Start of Text block

Halldór: You had a strong bond with jazz legend and activist Fred Ho. What other musicians or artists have had an impact on your music and activism or inspired your creative process? Do you follow any contemporary protest musicians or socially conscious artists that you want to give a shout out to?
Nejma: From Nina Simone, to The
RZA, to Rakim, to contemporary groups like La Hijas del Rap in
Mexico, to Mama C in Tanzania, who is also an incredible singer and
artist, to Maure Om in Venezuela, who is an emcee, multimedia artist,
and supporter of the Bolivarian Revolution. (Don’t believe the
imperialist hype about Venezuela), to Afrobeat/Hip Hop artist
Napoleon Da Legend, to Caridad De La Luz (La Bruja), poet, activist,
emcee, and theater artist. We are raising
money right now to help Maure Om participate in a hip hop festival,
the Tupac Amaru festival, in Lima, Peru.
From legendary Arabic singer,
songwriter, and film actress Umm Kulthum of Egypt, to the Mama of
Funk, Nona Hendryx, to The Last Poets, and beyond. I love the way
they all, in their own way, carved their own path and brought and are
still bringing the true spirit of authenticity. These artists take
risks and sacrifice time and energy to give you their most vulnerable
selves.
Ben:
Music is protest but it is also
transformation, as in building a new society. We have to reimagine
everything. What is family. What is land. What is water, what is the
self? How do we communicate these questions and imaginations in art?
I love flutist Nicole Mitchell’s tribute to maroon societies in
maroon
cloud. She says:
“Imagination, especially black imagination, is a really vital and
undervalued resource. It’s very clear that we can’t continue in
the same direction that we’ve gone, but we need to return to the
source of where imagination and creativity come from, because if we
don’t have another vision then we can’t implement it, and we
can’t make a different future.” So vision is important, and to
have vision, we have to be daring, create art that is impossible.
Why?
Nejma: Because artists
continually think ahead while the world is left behind. Sometimes
people need time to catch up, but time is running out. There is no
other time than now. We see beyond this reality.
Ben: Radical innovations of the
past, which emerge like a volcano and almost bring the system down,
get co-opted. Martin Luther King now has a holiday in the United
States, but the state as an institution continues to be anti-black.
Hip-hop expressed Black Power, the legacy of the panther and the
Black Arts movement, a rejection of neoliberalism and police
violence. It was about unity and solidarity and, artistically,
completely revolutionized the relationship between lyric, music, and
poetry. But since then, a neocolonial bourgeoisie has been produced
within, which Jay Z’s partnership with the NFL represents, who will
not sign Colin Kaepernick. We have to create new impossible forms of
music and organizing. Fred Ho and Sun Ra both said, in different
ways, “Everything possible has been tried and failed. Now we have
to do the impossible.” What was impossible will become the possible
of tomorrow, and then the artists of tomorrow will have to create a
new impossible. That is why we compose and work out grooves in odd
time signatures and connect radical musical movements from across the
world.

End of Text block
Start of Material shown

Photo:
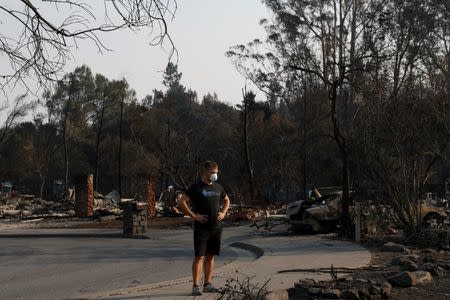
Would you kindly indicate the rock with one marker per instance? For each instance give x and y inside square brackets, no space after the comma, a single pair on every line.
[385,289]
[409,266]
[402,279]
[372,282]
[331,293]
[429,250]
[434,269]
[277,295]
[445,266]
[429,258]
[363,293]
[350,294]
[315,291]
[393,247]
[422,277]
[360,281]
[405,263]
[391,230]
[374,290]
[308,281]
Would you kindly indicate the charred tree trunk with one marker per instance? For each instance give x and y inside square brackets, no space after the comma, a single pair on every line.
[97,146]
[120,148]
[346,223]
[248,98]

End of Material shown

= What needs to be done =
Edit the interview excerpt from "Halldór: You had" through "in Lima, Peru.", inclusive, replacing "shout out" with "special mention".

= Answer to this task =
Halldór: You had a strong bond with jazz legend and activist Fred Ho. What other musicians or artists have had an impact on your music and activism or inspired your creative process? Do you follow any contemporary protest musicians or socially conscious artists that you want to give a special mention to?
Nejma: From Nina Simone, to The
RZA, to Rakim, to contemporary groups like La Hijas del Rap in
Mexico, to Mama C in Tanzania, who is also an incredible singer and
artist, to Maure Om in Venezuela, who is an emcee, multimedia artist,
and supporter of the Bolivarian Revolution. (Don’t believe the
imperialist hype about Venezuela), to Afrobeat/Hip Hop artist
Napoleon Da Legend, to Caridad De La Luz (La Bruja), poet, activist,
emcee, and theater artist. We are raising
money right now to help Maure Om participate in a hip hop festival,
the Tupac Amaru festival, in Lima, Peru.